* [WRITTEN REQUEST 1]:
Using the seminar notes on numerical optimization below, explain in one to three sentences how the general optimization problem is set up and what is assumed about its functions.

* [SOURCE]:

Seminar 12

Introduction to numerical optimization (Y. E. Nesterov Introduction to convex optimization, ch. 1 $\S$ 1.1)

Review of the spring term topics
Problem statement
General scheme of any optimization method
Comparison of optimization methods
Methods to solve one-dimansional minimization problem

Syllabus of the spring term

Methods to solve unconstrained optimization problem
- One-dimensional optimization problem (already today!)
- Gradient descent
- Newton method
- Quasi-Newton methods
- Conjugate gradient method
- Optional:
  - Lerast squares problem
  - Optimal methods and lower bounds
Methods to solve constrained optimization problem
- Linear programming
- Projected gradient method and conditional gradient method
- Barrier method
- Penalty function methods
- Augmented Lagrangian method

Organizational

One seminar and one lecture per week
Two problem sets
Midterm in the middle of the term
Final test at the end of the term
Oral exam at the end of the term (grading for a semester is similar to the fall term)
Minitests in the deginning of every class
Homework assignment almost every week: $\TeX$ or Jupyter Notebook

Problem statement

\begin{equation} \begin{split} & \min_{x \in S} \; f_0(x)\\ \text{s.t. } & f_j(x) = 0, \; j = 1,\ldots,m\\ & g_k(x) \leq 0, \; k = 1,\ldots,p \end{split} \end{equation}

where $S \subseteq \mathbb{R}^n$, $f_j: S \rightarrow \mathbb{R}, \; j = 0,\ldots,m$, $g_k: S \rightarrow \mathbb{R}, \; k=1,\ldots,p$

All functions are at least continuous.

Important fact: nonlinear optimization problem in its general form is

numerically intractable!

(Coordinate labeling data)
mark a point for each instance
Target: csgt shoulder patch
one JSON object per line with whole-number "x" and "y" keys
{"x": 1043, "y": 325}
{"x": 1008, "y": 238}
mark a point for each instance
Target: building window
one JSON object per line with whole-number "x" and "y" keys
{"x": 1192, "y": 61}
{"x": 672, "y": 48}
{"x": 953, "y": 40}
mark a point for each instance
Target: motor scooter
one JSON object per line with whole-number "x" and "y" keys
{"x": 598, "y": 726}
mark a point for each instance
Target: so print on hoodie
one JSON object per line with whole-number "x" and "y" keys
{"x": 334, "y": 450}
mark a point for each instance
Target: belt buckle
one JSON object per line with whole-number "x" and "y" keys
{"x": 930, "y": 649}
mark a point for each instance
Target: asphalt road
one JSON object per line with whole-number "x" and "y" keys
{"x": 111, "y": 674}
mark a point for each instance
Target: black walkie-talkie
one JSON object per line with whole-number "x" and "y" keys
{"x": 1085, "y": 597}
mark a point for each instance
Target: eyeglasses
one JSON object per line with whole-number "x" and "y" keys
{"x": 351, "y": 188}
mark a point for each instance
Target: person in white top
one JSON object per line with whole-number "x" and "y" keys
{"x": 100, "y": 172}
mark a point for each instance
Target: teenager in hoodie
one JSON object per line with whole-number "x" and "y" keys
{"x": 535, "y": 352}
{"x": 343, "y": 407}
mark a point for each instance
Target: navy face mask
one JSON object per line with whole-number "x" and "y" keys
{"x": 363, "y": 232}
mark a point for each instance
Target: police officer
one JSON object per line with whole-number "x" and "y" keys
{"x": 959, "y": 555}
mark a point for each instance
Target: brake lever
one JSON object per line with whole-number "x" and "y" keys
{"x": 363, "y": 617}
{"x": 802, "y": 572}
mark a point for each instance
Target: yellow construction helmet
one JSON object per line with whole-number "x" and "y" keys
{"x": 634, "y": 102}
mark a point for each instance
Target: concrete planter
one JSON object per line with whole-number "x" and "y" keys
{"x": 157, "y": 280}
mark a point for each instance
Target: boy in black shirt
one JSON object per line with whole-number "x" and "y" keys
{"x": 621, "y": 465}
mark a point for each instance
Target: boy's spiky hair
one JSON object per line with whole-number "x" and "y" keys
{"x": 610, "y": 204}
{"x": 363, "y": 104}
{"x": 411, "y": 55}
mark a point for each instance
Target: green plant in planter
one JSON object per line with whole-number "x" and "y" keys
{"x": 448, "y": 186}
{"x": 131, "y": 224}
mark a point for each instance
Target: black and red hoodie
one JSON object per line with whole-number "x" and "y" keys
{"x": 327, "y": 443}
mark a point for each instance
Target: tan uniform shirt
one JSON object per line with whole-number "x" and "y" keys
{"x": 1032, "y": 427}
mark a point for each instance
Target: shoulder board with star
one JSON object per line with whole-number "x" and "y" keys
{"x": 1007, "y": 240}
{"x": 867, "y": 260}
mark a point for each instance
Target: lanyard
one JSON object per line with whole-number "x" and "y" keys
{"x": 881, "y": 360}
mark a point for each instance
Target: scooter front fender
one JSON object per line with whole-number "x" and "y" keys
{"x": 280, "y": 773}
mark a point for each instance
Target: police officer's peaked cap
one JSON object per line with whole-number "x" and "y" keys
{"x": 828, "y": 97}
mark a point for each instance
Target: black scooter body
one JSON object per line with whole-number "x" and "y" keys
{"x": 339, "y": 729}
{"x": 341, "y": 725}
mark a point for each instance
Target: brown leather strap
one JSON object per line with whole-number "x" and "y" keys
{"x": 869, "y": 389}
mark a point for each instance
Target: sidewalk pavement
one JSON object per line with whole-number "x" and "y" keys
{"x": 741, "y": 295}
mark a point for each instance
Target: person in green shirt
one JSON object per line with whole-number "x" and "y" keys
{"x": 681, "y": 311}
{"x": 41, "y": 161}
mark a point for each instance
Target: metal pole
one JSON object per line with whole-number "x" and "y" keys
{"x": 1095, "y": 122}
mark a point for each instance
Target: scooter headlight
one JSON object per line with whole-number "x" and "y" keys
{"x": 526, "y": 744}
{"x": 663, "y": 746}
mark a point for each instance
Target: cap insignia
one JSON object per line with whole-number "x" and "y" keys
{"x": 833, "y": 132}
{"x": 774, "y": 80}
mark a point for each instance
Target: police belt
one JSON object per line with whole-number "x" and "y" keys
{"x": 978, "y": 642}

--

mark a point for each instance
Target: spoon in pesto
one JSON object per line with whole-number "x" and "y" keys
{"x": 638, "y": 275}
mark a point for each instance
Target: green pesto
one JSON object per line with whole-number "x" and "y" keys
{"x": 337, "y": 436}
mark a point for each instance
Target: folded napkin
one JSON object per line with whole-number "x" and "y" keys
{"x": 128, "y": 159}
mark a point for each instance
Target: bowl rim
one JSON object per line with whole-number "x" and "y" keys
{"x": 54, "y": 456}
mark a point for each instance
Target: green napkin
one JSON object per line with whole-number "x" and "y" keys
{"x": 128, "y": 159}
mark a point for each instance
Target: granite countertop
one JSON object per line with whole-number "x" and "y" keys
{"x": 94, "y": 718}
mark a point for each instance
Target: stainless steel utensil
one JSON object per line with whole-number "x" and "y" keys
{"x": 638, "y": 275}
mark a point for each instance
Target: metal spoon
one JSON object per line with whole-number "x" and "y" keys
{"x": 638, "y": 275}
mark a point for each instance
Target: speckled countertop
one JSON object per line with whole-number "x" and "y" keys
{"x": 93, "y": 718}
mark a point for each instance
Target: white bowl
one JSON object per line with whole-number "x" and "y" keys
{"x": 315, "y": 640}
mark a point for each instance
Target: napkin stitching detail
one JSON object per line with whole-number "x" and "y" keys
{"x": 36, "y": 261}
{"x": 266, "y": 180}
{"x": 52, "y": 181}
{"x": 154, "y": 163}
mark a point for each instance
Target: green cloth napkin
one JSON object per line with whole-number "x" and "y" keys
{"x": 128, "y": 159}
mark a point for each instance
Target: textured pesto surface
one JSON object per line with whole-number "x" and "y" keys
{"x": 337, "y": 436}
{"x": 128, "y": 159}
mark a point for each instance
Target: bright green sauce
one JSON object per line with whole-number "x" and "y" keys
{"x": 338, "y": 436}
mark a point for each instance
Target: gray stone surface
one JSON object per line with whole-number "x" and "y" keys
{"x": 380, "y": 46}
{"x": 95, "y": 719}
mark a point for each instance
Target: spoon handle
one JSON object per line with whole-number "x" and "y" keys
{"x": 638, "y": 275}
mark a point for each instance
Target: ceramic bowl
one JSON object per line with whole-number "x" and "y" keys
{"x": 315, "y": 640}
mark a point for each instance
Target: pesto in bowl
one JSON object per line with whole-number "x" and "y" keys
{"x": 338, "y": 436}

* [WRITTEN REQUEST 2]:
Identify every line of the records above that contains the word "green", where case counts.

* [FULL RESPONSE 1]:
The problem is to minimize f_0(x) over x in a set S, a subset of R^n, subject to m equality constraints f_j(x) = 0 and p inequality constraints g_k(x) ≤ 0. Each f_j and g_k maps S to the real numbers, and all of these functions are assumed to be at least continuous.

* [FULL RESPONSE 2]:
Target: green plant in planter
Target: person in green shirt
Target: green pesto
Target: green napkin
Target: green cloth napkin
Target: bright green sauce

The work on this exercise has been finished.